[Items from a dataset]
**********

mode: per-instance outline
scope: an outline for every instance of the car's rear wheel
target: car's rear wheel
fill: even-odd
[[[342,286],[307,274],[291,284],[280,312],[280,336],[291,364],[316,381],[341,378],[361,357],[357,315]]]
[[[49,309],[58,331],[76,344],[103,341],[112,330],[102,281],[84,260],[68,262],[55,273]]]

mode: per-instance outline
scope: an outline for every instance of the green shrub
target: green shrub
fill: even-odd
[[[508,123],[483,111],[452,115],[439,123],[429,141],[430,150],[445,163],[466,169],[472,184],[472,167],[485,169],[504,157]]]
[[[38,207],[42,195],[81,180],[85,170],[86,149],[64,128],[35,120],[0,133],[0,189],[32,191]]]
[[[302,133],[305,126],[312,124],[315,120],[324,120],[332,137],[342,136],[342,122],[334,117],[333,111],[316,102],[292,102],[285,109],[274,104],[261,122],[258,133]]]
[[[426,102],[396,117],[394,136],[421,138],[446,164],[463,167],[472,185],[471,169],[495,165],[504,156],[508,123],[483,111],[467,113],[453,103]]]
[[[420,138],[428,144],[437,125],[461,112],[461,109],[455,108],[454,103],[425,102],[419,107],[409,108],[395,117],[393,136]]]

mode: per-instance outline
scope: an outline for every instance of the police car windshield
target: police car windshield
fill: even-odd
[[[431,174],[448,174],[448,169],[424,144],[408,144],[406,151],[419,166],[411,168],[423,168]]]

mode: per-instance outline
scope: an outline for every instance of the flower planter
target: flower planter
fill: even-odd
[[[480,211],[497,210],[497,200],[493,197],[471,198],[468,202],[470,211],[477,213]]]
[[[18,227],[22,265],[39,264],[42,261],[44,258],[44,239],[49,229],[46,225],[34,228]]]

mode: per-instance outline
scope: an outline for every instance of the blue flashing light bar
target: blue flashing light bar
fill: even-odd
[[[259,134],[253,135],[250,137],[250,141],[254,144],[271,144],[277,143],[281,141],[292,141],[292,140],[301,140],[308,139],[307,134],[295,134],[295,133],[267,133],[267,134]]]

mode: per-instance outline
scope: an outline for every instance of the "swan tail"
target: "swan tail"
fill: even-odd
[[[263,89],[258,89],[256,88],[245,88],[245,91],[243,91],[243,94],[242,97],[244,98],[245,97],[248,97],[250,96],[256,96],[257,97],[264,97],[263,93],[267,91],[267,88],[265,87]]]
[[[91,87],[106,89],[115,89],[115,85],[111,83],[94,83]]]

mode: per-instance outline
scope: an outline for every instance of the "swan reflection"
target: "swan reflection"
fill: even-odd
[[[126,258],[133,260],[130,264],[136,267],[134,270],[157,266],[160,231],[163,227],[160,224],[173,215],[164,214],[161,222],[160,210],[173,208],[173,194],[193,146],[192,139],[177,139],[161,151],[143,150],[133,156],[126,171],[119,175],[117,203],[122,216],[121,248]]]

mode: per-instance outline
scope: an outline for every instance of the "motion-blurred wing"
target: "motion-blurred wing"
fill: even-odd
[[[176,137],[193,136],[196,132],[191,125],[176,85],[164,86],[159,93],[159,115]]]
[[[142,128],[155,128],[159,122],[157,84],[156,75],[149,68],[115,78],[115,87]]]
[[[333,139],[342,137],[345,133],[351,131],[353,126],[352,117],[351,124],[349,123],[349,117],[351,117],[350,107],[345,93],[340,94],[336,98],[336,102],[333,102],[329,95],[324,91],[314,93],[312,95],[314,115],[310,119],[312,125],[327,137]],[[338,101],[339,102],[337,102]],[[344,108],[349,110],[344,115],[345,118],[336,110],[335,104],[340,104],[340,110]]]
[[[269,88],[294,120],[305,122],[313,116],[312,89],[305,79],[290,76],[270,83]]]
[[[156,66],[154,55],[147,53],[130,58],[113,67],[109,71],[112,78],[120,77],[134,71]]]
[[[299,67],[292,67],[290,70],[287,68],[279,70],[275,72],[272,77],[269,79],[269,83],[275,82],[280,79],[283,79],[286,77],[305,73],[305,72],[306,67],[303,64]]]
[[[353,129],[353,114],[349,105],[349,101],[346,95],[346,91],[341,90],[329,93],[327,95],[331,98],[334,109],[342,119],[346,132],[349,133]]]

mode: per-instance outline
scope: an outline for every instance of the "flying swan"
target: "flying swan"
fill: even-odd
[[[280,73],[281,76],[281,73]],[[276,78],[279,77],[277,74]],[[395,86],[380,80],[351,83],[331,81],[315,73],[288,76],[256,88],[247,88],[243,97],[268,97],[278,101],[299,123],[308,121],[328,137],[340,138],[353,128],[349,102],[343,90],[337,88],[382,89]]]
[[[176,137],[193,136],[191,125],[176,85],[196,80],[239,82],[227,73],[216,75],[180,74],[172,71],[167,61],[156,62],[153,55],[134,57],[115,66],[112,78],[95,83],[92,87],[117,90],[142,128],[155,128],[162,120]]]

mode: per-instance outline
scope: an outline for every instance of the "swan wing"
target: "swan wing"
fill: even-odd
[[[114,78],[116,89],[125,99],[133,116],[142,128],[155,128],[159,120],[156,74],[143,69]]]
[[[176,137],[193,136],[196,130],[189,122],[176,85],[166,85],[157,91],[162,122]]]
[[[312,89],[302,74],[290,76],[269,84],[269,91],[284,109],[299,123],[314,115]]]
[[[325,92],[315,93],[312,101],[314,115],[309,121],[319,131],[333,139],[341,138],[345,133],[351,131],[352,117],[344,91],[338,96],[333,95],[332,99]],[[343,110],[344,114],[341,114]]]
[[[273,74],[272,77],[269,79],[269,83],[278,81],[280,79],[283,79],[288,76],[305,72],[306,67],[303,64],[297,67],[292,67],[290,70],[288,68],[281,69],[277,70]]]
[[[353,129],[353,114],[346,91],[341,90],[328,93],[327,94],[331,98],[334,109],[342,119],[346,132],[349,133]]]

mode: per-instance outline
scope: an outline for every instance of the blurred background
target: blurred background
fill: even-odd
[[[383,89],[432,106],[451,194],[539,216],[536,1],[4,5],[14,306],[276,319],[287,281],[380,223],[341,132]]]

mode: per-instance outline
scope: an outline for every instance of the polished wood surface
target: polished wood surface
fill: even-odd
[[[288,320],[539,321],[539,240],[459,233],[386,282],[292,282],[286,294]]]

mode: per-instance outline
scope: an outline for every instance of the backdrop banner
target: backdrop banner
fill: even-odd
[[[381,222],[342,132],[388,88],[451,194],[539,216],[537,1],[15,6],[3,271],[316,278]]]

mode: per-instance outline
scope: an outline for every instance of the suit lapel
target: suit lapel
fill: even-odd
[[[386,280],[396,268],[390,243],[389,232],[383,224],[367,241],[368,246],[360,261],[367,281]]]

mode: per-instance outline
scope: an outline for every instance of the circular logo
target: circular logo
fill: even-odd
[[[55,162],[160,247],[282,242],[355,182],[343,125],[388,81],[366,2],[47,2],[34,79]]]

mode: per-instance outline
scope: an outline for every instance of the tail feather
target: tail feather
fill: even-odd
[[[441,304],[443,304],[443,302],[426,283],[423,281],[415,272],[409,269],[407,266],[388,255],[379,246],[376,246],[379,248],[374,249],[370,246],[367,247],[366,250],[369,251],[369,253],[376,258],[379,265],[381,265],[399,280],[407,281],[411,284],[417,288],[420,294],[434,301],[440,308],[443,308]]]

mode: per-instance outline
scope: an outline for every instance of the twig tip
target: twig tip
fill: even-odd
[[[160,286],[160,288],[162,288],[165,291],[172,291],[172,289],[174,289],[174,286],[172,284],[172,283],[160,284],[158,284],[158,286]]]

**********

[Written instruction] Print the material once more, exactly.

[Correct answer]
mode: per-instance outline
scope: an outline for every instance of the car's rear wheel
target: car's rear wheel
fill: even-odd
[[[342,286],[307,274],[291,284],[280,312],[280,336],[291,364],[316,381],[341,378],[361,357],[357,315]]]
[[[49,309],[58,331],[76,344],[103,341],[112,330],[102,281],[84,260],[68,262],[55,273]]]

mode: per-instance outline
scope: an outline for every instance of the green shrub
target: green shrub
fill: even-odd
[[[508,123],[483,111],[452,115],[439,123],[429,141],[430,150],[445,163],[466,169],[472,184],[472,167],[485,169],[504,157]]]
[[[38,207],[42,195],[81,180],[85,170],[86,149],[64,128],[35,120],[0,133],[0,189],[32,191]]]
[[[302,133],[305,126],[312,124],[315,120],[324,120],[332,137],[342,136],[342,122],[334,117],[333,111],[316,102],[292,102],[285,109],[274,104],[261,122],[258,133]]]
[[[426,102],[396,117],[394,136],[421,138],[446,164],[463,167],[472,185],[471,169],[495,165],[504,156],[508,123],[483,111],[467,113],[453,103]]]
[[[420,138],[428,144],[437,125],[461,112],[461,109],[455,108],[454,103],[425,102],[419,107],[409,108],[395,117],[393,136]]]

mode: per-instance outline
scope: an outline for every instance of the police car windshield
target: police car windshield
fill: even-odd
[[[431,174],[448,174],[448,169],[424,144],[408,144],[406,151],[419,166],[411,168],[423,168]]]

mode: per-instance outline
scope: an outline for every instance of the flower planter
target: flower planter
fill: even-odd
[[[480,211],[497,210],[497,200],[493,197],[471,198],[468,202],[470,211],[477,213]]]
[[[18,227],[22,265],[39,264],[42,261],[44,258],[44,239],[49,229],[46,225],[34,228]]]

mode: per-instance outline
scope: an outline for every instance of the blue flashing light bar
target: blue flashing light bar
fill: even-odd
[[[259,134],[253,135],[250,137],[250,141],[254,144],[271,144],[277,143],[281,141],[292,141],[292,140],[301,140],[308,139],[307,134],[295,134],[295,133],[267,133],[267,134]]]

mode: per-instance outline
scope: an outline for every instance of the "swan tail"
target: "swan tail"
fill: even-odd
[[[263,89],[258,89],[256,88],[245,88],[245,91],[243,91],[243,94],[242,97],[244,98],[245,97],[248,97],[250,96],[256,96],[257,97],[264,97],[263,93],[267,91],[267,88],[265,87]]]
[[[91,87],[106,89],[115,89],[115,85],[111,83],[94,83]]]

mode: per-instance outline
scope: an outline for every instance of the "swan reflection"
target: "swan reflection"
fill: even-odd
[[[126,258],[133,260],[130,264],[136,267],[134,270],[157,266],[160,231],[163,227],[160,224],[173,215],[164,214],[161,222],[160,210],[173,208],[173,194],[193,146],[192,139],[177,139],[161,151],[143,150],[133,156],[126,171],[119,175],[117,203],[122,216],[121,248]]]

mode: per-instance outline
scope: an outline for every instance of the "motion-blurred wing"
target: "motion-blurred wing"
fill: even-odd
[[[176,137],[193,136],[196,132],[191,125],[176,85],[164,86],[159,93],[159,115]]]
[[[142,128],[155,128],[159,122],[157,84],[156,75],[149,68],[115,78],[115,87]]]
[[[333,139],[342,137],[345,133],[351,131],[353,126],[352,117],[351,124],[349,123],[349,117],[351,117],[350,107],[345,93],[340,94],[336,98],[336,102],[333,102],[329,95],[324,91],[314,93],[312,95],[314,115],[310,119],[312,125],[327,137]],[[338,101],[339,102],[337,102]],[[344,108],[349,110],[344,115],[345,118],[336,110],[335,104],[340,104],[340,110]]]
[[[269,88],[294,120],[305,122],[313,116],[312,89],[305,79],[290,76],[270,83]]]
[[[156,66],[154,55],[147,53],[130,58],[113,67],[109,71],[112,78],[120,77],[134,71]]]
[[[299,67],[292,67],[290,70],[287,68],[279,70],[275,72],[272,77],[269,79],[269,83],[275,82],[280,79],[283,79],[286,77],[305,73],[305,72],[306,67],[303,64]]]
[[[353,129],[353,114],[349,105],[349,101],[346,95],[346,91],[341,90],[329,93],[327,95],[331,98],[334,109],[342,119],[346,132],[349,133]]]

mode: per-instance outline
scope: an outline for every instance of the "flying swan"
target: "flying swan"
fill: even-odd
[[[280,73],[281,76],[281,73]],[[276,78],[279,77],[277,74]],[[395,86],[380,80],[351,83],[331,81],[315,73],[288,76],[256,88],[247,88],[243,97],[268,97],[278,101],[299,123],[308,121],[328,137],[340,138],[353,128],[349,102],[343,90],[337,88],[382,89]]]
[[[176,137],[193,136],[191,125],[176,85],[196,80],[239,82],[227,73],[216,75],[180,74],[172,71],[167,61],[156,62],[153,55],[134,57],[115,66],[112,78],[95,83],[92,87],[117,90],[142,128],[155,128],[162,120]]]

mode: per-instance outline
scope: an outline for every instance of the "swan wing"
target: "swan wing"
fill: even-odd
[[[114,78],[116,89],[125,99],[133,116],[142,128],[155,128],[159,120],[156,74],[143,69]]]
[[[176,137],[193,136],[196,130],[189,122],[176,85],[166,85],[157,91],[162,122]]]
[[[312,89],[302,74],[290,76],[269,84],[269,91],[284,109],[299,123],[314,115]]]
[[[325,92],[315,93],[312,101],[314,115],[309,121],[319,131],[333,139],[341,138],[345,133],[351,131],[352,117],[344,91],[338,96],[333,95],[332,99]],[[343,110],[344,114],[341,114]]]
[[[273,74],[272,77],[269,79],[269,83],[278,81],[280,79],[283,79],[288,76],[305,72],[306,67],[303,64],[297,67],[292,67],[290,70],[288,68],[281,69],[277,70]]]
[[[353,129],[353,114],[346,91],[341,90],[328,93],[327,94],[331,98],[334,109],[342,119],[346,132],[349,133]]]

mode: per-instance outline
scope: an outline for every instance of the blurred background
target: blurred background
fill: even-odd
[[[383,89],[432,106],[451,194],[539,216],[536,1],[4,5],[14,306],[276,319],[287,281],[380,223],[341,132]]]

mode: per-instance outline
scope: an outline for every instance of the polished wood surface
target: polished wood surface
fill: even-odd
[[[288,320],[539,321],[539,240],[459,233],[386,282],[292,282],[286,294]]]

mode: per-instance outline
scope: an outline for every instance of the backdrop banner
target: backdrop banner
fill: even-odd
[[[381,222],[342,132],[388,88],[451,194],[539,216],[537,1],[15,6],[3,271],[316,278]]]

mode: per-instance outline
scope: an outline for every instance of the suit lapel
target: suit lapel
fill: even-odd
[[[386,280],[396,268],[390,243],[389,232],[383,224],[367,241],[368,246],[360,261],[367,281]]]

mode: per-instance outline
scope: an outline for every instance of the circular logo
target: circular logo
fill: even-odd
[[[55,162],[160,247],[282,242],[355,182],[343,125],[388,81],[366,2],[47,2],[34,79]]]

mode: per-instance outline
scope: an outline for every instance of the tail feather
target: tail feather
fill: even-odd
[[[441,304],[443,304],[443,302],[426,283],[423,281],[415,272],[409,269],[407,266],[388,255],[379,246],[376,246],[379,248],[374,249],[370,246],[367,247],[366,250],[369,251],[369,253],[376,258],[379,265],[381,265],[399,280],[407,281],[411,284],[417,288],[420,294],[434,301],[440,308],[443,308]]]

mode: per-instance outline
scope: an outline for every instance of the twig tip
target: twig tip
fill: even-odd
[[[160,286],[160,288],[162,288],[165,291],[172,291],[172,289],[174,289],[174,286],[172,284],[172,283],[160,284],[158,284],[158,286]]]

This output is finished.